=== Data ===
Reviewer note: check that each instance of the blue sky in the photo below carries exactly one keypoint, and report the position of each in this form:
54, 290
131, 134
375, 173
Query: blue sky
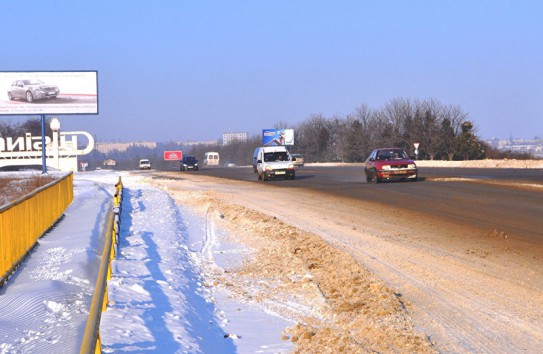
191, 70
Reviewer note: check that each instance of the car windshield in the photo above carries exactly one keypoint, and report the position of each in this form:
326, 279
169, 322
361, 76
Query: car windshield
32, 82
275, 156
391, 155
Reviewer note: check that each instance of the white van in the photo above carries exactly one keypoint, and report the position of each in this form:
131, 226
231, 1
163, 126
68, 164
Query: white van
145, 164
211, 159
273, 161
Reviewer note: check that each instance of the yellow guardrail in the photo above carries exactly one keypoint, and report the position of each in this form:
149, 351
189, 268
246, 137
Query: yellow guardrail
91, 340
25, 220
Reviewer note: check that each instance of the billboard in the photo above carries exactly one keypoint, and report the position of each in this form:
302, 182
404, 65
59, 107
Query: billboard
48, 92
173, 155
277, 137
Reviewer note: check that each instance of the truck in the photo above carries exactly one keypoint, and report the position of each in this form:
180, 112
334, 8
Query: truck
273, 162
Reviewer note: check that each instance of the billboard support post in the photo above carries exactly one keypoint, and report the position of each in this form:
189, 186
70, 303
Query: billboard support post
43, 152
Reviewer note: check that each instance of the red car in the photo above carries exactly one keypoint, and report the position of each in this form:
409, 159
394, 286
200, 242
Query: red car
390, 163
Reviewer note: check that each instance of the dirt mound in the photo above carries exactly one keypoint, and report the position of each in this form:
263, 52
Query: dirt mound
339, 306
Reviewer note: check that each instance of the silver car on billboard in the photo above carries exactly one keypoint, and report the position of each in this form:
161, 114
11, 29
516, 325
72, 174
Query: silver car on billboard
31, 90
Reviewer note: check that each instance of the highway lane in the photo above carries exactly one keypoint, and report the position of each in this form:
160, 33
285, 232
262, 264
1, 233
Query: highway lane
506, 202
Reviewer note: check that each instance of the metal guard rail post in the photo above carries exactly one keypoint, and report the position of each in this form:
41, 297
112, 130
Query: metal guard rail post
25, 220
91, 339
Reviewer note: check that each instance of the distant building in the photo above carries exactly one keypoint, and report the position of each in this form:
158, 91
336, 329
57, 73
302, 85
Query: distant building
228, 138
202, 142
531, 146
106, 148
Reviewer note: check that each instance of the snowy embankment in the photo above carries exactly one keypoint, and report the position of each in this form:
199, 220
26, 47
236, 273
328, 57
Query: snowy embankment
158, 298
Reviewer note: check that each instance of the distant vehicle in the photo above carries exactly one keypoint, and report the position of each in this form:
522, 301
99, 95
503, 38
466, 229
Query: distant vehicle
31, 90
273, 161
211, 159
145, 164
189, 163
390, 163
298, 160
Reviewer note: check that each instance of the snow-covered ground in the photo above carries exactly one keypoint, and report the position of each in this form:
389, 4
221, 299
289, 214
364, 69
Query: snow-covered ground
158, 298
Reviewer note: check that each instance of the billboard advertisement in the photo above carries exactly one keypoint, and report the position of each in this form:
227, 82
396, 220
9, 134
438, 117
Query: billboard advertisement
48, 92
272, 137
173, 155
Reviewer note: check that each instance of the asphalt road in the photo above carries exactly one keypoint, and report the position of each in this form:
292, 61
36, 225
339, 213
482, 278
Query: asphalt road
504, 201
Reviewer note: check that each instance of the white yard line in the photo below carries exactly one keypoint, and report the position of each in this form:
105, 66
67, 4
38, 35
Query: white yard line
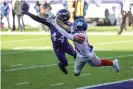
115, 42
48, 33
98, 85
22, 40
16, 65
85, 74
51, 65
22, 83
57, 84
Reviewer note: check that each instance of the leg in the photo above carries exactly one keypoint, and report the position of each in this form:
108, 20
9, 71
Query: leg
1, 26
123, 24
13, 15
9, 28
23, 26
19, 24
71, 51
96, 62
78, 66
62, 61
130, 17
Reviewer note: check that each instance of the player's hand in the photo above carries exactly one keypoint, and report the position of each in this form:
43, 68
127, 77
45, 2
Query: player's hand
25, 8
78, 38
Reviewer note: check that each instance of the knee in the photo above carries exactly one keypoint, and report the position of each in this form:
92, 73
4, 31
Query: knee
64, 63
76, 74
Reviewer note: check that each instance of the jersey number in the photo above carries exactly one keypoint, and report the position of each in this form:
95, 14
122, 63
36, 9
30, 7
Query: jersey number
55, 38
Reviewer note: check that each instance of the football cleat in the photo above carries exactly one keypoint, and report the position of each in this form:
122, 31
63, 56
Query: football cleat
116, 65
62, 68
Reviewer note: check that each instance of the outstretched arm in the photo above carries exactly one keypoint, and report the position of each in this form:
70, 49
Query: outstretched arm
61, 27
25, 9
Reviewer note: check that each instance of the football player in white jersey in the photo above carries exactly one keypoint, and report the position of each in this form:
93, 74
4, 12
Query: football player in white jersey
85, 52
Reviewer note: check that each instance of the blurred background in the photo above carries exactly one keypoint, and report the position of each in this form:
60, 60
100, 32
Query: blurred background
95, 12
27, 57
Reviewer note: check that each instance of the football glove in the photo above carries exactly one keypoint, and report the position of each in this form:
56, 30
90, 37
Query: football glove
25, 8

---

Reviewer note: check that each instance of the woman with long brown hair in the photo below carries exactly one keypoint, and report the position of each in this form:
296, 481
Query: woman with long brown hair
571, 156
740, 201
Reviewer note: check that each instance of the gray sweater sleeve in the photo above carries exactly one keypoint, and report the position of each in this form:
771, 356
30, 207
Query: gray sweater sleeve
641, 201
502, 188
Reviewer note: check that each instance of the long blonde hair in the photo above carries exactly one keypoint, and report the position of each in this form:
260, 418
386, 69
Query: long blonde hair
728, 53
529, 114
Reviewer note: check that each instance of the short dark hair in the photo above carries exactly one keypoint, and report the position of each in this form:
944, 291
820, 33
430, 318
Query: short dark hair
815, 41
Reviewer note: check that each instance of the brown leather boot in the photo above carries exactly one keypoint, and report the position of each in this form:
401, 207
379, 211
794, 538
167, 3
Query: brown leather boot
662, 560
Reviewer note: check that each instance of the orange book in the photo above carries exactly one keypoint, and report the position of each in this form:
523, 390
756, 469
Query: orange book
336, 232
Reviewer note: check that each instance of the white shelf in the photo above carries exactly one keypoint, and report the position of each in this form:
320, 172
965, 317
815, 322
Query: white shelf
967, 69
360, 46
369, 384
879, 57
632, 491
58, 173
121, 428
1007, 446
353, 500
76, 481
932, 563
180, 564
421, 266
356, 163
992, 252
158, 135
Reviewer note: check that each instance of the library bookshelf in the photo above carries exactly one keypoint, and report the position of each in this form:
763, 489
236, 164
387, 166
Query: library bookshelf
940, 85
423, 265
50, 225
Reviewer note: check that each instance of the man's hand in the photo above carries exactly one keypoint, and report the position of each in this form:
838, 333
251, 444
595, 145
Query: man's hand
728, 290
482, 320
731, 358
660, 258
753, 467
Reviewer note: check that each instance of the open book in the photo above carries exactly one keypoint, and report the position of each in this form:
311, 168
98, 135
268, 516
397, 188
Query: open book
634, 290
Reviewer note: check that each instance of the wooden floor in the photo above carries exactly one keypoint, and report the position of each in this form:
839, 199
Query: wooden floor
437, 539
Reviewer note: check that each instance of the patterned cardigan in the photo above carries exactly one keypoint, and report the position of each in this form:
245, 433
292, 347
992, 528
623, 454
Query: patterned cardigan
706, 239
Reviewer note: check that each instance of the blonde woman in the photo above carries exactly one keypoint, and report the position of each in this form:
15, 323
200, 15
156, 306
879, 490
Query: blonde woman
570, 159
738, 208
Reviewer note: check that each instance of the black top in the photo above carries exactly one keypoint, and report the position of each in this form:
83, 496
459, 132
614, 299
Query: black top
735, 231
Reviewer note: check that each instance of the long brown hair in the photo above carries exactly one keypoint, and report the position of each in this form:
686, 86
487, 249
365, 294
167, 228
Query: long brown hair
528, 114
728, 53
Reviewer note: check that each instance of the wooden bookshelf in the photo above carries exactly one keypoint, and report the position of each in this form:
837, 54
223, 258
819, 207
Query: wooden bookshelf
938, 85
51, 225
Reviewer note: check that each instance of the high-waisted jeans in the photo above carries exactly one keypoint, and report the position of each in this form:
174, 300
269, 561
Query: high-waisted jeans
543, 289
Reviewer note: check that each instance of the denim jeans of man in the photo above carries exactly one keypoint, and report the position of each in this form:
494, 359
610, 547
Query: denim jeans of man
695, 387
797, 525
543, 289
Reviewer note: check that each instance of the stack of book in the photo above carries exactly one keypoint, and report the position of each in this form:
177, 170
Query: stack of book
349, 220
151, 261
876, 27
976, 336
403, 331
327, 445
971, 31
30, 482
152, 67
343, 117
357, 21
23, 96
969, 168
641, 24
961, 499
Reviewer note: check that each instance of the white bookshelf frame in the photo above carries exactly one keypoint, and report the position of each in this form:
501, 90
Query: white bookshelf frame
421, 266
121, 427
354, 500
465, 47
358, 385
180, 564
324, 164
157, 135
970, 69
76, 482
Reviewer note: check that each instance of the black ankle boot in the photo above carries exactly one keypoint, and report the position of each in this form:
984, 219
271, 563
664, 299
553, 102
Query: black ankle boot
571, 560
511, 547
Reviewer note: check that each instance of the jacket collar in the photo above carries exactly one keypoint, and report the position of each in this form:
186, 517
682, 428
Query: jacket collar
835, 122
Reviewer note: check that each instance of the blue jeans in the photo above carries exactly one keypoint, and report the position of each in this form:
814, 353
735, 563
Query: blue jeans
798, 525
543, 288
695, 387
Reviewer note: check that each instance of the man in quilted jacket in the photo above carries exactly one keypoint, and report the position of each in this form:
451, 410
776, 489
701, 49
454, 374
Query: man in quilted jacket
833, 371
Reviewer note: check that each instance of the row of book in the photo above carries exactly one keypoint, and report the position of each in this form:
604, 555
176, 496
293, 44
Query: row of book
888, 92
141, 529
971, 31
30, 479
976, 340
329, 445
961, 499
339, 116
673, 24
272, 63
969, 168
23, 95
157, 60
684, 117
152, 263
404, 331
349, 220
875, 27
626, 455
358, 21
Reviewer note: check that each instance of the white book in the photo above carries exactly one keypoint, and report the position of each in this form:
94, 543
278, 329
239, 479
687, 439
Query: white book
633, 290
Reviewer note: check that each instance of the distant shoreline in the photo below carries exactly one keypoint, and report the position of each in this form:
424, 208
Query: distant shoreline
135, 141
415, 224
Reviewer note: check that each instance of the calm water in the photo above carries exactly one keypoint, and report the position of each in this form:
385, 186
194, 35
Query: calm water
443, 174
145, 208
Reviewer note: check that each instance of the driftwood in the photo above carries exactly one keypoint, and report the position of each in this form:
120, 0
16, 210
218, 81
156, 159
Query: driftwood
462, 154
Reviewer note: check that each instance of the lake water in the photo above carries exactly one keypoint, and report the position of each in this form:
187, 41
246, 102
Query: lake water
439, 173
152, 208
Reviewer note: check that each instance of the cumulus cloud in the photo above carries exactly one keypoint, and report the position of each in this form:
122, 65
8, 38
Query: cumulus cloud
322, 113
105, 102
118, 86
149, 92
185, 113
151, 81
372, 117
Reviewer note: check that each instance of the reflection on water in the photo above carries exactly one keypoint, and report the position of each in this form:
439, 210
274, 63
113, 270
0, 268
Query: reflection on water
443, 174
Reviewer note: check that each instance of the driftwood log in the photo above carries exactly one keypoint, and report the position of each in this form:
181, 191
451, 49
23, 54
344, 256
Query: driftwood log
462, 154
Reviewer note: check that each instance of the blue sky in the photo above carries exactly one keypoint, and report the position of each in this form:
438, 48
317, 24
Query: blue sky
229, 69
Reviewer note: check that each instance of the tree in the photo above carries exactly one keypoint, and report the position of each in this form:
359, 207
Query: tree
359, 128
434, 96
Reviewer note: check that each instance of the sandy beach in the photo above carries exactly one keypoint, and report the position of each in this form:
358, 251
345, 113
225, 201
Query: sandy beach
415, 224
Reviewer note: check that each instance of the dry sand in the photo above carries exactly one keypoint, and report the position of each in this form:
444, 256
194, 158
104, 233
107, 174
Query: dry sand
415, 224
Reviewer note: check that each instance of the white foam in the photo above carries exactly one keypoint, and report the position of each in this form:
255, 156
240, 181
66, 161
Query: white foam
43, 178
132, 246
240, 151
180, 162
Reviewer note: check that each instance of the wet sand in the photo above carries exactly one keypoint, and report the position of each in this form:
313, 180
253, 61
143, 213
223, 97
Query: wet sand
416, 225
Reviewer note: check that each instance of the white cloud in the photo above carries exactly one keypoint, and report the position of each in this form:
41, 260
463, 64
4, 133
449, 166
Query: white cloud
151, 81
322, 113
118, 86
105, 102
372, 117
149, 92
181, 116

==

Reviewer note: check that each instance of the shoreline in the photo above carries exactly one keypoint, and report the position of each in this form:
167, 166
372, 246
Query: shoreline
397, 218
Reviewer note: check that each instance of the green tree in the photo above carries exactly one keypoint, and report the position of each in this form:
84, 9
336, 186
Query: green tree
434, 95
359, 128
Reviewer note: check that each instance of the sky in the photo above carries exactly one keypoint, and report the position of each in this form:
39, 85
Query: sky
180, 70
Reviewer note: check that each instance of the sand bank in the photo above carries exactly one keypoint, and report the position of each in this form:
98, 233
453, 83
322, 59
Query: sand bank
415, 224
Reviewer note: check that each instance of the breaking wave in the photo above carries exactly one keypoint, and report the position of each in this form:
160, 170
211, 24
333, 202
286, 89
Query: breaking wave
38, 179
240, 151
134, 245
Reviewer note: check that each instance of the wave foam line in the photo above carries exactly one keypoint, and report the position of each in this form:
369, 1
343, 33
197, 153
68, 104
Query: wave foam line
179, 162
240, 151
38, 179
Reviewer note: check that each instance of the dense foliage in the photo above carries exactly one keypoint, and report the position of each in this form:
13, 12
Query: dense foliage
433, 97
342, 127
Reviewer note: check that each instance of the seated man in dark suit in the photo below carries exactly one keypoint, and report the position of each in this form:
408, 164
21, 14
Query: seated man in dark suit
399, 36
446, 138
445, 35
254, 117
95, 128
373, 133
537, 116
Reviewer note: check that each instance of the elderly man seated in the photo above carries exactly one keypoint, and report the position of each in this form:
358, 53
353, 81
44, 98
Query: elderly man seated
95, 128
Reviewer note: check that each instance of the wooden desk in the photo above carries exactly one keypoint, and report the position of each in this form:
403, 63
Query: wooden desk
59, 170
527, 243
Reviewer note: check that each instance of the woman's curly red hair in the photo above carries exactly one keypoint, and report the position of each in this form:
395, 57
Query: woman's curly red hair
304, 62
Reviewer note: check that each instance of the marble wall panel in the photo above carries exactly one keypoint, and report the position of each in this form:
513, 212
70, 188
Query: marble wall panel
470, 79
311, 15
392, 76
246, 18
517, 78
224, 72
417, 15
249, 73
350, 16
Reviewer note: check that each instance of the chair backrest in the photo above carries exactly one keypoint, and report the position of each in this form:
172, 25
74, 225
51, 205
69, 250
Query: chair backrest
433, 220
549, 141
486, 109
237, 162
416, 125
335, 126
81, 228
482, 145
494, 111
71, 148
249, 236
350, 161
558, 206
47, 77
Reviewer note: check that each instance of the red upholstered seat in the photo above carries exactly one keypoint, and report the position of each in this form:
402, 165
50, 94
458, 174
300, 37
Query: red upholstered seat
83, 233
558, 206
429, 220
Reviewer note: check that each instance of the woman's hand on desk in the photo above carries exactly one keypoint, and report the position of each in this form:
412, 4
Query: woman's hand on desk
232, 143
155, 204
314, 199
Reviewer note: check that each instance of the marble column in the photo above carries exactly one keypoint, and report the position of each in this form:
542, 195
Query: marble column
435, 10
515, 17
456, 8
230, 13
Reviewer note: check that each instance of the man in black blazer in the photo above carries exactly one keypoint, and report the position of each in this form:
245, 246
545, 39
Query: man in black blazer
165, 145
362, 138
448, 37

=== What you are asked to do ===
Pull out every line in the records above that contains the word "distant", and copy each one in full, in the order it appears.

=== Task response ===
Reviewer note: check that each instance of the distant building in the photo above carries exactly one keypoint, and report the position of each in this form:
Query: distant building
Reviewer note: check that each instance of the distant vehicle in the photo above carries exactly one keypoint, and report the position of each in this form:
Query: distant vehicle
Reviewer note: check that each instance of the distant shoreline in the photo below carries exactly one keypoint, and report the position of each in this form:
Query: distant shoreline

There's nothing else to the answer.